Copy the lines starting with the line with "the eyeglasses in the photo above." and going on through the line with "column 670, row 50", but switch "single marker" to "single dot" and change nothing else.

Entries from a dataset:
________

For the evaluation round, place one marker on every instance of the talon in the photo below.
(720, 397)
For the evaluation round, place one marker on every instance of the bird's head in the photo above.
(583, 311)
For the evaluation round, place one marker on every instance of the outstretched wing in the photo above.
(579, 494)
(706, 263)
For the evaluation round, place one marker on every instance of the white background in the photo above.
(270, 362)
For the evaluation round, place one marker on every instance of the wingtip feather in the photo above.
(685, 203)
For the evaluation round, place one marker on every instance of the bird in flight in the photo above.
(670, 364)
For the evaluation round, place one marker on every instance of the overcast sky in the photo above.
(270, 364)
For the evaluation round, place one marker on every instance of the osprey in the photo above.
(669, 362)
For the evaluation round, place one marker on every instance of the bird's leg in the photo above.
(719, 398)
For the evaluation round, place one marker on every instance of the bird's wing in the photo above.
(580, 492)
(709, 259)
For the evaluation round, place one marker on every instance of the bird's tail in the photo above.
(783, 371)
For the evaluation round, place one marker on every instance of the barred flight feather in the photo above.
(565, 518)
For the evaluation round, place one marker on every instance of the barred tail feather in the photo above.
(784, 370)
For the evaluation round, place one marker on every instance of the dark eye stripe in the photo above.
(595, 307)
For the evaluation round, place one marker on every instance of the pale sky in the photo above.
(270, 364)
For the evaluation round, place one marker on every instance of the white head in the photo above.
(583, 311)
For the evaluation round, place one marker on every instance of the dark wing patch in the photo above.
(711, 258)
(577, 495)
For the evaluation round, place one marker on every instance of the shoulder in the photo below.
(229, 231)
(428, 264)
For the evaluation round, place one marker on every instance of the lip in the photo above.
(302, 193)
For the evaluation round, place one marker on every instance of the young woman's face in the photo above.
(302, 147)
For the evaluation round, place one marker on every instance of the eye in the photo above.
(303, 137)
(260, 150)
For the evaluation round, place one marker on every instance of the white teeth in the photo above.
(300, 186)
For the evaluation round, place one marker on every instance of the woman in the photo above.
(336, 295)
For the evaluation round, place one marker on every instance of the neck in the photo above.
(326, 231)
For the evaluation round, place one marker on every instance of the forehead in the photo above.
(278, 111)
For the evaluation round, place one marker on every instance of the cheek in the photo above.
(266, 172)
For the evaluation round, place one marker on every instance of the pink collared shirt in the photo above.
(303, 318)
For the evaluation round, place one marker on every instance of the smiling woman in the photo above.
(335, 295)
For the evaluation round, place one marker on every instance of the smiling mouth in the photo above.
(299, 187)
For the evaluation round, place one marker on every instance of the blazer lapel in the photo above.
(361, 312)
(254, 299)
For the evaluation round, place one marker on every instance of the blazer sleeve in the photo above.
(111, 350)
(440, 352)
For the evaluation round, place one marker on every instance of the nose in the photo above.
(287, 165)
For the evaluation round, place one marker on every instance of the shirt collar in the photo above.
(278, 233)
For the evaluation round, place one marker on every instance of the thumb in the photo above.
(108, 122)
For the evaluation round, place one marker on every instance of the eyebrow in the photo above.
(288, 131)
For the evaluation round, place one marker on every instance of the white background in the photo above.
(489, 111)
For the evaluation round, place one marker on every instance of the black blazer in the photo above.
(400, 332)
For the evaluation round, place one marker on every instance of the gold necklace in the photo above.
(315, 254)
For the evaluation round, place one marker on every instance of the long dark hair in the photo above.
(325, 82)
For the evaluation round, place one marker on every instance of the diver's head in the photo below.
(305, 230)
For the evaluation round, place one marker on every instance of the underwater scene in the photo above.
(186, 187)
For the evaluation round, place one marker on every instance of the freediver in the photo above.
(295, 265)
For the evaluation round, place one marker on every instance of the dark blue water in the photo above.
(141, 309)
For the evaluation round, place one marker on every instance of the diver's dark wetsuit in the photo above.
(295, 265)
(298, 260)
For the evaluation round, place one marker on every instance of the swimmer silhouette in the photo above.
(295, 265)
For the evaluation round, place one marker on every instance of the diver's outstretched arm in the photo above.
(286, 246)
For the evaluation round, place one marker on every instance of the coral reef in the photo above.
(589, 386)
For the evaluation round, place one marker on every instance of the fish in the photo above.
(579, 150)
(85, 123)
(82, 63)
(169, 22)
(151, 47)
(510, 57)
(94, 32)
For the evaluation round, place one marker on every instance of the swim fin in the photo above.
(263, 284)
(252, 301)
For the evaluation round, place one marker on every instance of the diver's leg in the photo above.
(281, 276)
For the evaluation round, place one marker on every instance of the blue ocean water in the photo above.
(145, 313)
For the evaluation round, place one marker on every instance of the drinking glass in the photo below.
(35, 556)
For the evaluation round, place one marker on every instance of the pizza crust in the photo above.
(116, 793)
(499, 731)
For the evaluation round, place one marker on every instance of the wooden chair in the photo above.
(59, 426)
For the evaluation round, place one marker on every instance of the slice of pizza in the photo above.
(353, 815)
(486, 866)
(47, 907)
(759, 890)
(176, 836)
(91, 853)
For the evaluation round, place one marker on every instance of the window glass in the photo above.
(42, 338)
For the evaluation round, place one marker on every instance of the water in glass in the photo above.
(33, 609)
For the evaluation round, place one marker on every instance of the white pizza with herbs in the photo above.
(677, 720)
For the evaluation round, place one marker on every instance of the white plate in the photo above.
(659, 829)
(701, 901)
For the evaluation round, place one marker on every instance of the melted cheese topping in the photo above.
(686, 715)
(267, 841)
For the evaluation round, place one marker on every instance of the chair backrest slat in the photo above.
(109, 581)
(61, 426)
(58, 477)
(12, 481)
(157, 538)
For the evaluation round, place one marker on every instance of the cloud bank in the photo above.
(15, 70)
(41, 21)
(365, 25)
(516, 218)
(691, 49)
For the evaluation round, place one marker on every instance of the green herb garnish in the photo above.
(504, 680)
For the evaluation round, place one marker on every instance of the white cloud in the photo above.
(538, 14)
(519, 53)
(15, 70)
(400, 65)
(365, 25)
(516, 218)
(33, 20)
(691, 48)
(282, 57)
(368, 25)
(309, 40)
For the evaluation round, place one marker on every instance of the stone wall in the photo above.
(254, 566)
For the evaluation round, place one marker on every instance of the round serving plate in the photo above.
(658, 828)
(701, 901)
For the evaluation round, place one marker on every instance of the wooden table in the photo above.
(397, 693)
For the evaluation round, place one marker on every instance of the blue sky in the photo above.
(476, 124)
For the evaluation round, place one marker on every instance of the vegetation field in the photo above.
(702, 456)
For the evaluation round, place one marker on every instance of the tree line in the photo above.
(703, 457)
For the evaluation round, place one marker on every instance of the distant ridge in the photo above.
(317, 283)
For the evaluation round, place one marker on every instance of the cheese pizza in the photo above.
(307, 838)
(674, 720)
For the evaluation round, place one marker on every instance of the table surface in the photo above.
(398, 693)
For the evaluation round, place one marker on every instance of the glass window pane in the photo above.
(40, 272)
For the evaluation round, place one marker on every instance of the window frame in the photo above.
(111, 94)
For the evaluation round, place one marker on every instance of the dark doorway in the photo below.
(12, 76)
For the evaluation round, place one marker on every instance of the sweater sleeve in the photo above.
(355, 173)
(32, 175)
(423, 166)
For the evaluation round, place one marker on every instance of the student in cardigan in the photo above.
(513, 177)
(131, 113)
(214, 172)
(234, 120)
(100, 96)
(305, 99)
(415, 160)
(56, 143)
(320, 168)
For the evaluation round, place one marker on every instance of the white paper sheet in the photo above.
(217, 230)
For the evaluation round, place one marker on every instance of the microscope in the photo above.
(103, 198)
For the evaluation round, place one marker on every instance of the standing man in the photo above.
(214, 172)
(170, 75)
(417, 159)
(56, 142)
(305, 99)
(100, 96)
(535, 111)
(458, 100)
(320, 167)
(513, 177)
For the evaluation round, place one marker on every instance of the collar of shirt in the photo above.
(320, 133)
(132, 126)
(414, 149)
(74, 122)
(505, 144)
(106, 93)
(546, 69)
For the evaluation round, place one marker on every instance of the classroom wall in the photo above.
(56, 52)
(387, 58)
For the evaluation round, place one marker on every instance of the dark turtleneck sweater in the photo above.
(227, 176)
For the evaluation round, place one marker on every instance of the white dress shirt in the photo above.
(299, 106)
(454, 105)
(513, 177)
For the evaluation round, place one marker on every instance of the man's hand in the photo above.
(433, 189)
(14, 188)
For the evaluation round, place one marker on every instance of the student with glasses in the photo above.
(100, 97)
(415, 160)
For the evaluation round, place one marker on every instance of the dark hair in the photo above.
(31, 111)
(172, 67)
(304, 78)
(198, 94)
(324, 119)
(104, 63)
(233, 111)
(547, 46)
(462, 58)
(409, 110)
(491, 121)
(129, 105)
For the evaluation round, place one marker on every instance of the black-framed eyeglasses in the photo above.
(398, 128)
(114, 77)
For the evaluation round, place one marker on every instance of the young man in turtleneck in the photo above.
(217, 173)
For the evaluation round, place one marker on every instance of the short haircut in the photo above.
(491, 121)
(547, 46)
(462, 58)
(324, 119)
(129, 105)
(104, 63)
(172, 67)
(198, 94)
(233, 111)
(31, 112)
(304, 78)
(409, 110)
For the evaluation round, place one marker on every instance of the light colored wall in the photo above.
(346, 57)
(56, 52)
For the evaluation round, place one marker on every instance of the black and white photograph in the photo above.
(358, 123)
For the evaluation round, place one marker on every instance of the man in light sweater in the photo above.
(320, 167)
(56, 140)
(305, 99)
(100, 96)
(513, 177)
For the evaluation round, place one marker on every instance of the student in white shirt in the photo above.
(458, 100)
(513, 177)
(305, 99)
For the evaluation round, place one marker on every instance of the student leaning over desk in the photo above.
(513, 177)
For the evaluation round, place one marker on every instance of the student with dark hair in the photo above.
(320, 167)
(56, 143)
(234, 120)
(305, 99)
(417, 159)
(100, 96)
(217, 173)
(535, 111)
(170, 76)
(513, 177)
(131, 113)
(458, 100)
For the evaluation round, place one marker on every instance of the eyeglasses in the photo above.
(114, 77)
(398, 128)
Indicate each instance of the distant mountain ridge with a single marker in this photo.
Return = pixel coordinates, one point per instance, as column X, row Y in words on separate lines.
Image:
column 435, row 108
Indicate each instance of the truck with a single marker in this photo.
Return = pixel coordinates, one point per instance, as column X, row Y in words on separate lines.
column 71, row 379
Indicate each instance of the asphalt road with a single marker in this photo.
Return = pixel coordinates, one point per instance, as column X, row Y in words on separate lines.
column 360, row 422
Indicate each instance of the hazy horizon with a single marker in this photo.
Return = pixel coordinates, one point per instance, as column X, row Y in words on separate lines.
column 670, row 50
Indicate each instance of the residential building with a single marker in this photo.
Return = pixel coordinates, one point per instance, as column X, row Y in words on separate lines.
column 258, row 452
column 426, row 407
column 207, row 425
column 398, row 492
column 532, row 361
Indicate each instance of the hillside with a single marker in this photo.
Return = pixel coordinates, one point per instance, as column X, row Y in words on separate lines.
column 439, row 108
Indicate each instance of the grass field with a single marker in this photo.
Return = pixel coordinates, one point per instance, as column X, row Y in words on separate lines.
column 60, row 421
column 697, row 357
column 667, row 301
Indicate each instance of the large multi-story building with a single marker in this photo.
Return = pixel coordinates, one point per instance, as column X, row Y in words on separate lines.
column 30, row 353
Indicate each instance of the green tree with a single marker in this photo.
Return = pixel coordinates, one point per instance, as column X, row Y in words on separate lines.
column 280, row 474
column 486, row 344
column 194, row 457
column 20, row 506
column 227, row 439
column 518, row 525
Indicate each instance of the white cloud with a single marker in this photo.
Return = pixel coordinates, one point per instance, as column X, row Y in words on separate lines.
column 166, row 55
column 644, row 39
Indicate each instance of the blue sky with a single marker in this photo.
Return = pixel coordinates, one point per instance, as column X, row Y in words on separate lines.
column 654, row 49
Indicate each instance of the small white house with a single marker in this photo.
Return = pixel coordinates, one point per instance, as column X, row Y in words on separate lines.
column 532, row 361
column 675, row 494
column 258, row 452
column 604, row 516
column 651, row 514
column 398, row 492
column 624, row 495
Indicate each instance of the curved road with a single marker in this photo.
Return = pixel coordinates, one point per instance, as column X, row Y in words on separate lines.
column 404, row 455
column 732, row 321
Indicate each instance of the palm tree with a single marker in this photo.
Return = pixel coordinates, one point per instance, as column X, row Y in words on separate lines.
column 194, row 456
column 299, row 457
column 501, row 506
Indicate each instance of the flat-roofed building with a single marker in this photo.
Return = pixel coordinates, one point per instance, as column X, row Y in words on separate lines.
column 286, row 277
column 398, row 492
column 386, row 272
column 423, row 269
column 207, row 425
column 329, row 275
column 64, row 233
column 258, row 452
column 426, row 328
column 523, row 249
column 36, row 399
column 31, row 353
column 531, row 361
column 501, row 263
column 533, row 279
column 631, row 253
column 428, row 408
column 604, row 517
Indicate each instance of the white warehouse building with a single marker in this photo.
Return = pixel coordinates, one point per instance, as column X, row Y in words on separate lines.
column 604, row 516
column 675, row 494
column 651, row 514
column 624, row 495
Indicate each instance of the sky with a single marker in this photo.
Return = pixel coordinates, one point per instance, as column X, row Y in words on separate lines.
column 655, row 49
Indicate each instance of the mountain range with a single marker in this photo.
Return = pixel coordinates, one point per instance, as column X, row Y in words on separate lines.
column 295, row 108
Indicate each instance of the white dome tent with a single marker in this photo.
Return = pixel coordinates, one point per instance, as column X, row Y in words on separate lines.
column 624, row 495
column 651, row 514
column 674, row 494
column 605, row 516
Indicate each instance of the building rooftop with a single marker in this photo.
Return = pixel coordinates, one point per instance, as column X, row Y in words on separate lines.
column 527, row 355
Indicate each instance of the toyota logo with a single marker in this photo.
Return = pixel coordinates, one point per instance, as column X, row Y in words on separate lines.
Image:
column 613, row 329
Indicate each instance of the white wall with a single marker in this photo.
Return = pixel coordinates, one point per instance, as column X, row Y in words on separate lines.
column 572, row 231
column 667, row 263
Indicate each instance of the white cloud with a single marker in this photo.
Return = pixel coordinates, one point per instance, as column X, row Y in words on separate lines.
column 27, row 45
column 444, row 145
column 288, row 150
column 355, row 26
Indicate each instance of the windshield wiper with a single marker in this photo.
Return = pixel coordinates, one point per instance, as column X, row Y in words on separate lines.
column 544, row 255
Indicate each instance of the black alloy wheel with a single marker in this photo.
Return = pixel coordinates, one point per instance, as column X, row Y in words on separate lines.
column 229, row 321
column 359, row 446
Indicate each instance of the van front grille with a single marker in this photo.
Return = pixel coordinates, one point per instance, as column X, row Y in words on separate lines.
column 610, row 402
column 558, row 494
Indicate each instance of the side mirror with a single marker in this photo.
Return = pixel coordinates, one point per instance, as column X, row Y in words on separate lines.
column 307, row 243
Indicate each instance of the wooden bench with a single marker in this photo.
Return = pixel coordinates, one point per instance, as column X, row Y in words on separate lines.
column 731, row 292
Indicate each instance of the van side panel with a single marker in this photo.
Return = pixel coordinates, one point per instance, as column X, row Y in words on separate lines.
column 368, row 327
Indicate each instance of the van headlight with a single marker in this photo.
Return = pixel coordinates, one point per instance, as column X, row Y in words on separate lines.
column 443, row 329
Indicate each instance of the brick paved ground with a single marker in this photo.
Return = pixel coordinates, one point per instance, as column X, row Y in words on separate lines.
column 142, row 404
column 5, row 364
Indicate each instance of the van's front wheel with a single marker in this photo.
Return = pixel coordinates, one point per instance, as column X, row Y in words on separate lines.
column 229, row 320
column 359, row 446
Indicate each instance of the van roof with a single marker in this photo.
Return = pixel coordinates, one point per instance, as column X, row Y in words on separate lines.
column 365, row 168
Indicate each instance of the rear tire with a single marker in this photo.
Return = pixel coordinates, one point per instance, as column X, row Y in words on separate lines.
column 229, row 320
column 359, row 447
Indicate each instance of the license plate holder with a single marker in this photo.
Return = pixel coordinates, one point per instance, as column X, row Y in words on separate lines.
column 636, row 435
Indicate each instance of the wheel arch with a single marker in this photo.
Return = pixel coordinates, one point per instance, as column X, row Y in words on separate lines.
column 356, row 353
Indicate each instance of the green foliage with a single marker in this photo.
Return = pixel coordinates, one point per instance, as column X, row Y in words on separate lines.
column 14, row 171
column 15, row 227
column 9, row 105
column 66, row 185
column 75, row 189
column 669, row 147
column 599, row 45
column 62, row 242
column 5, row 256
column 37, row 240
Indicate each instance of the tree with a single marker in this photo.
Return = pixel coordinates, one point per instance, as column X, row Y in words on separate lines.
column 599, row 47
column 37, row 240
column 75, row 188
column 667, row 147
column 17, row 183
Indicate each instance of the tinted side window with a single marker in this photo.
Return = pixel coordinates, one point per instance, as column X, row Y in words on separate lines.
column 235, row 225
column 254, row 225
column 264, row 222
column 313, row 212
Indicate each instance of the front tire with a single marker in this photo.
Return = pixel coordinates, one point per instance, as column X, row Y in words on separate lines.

________

[FINAL ANSWER]
For the evaluation round, place one marker on every instance of the eyeglasses in the photo above.
(114, 77)
(398, 128)
Indicate each instance of the distant mountain ridge with a single dot in this photo.
Return = pixel coordinates, one point per instance, as column X, row Y in words on separate lines.
Image:
column 435, row 108
Indicate each instance of the truck with a single dot in this photo.
Return = pixel coordinates, one point per instance, as column X, row Y in words on separate lines.
column 71, row 379
Indicate each instance of the asphalt road with a single dot in this photo.
Return = pixel coordinates, one point per instance, as column X, row Y in words on separate lines.
column 360, row 422
Indicate each instance of the hazy horizon with a single dot in this photo.
Return = pixel coordinates, one point per instance, as column X, row Y in words on separate lines.
column 670, row 50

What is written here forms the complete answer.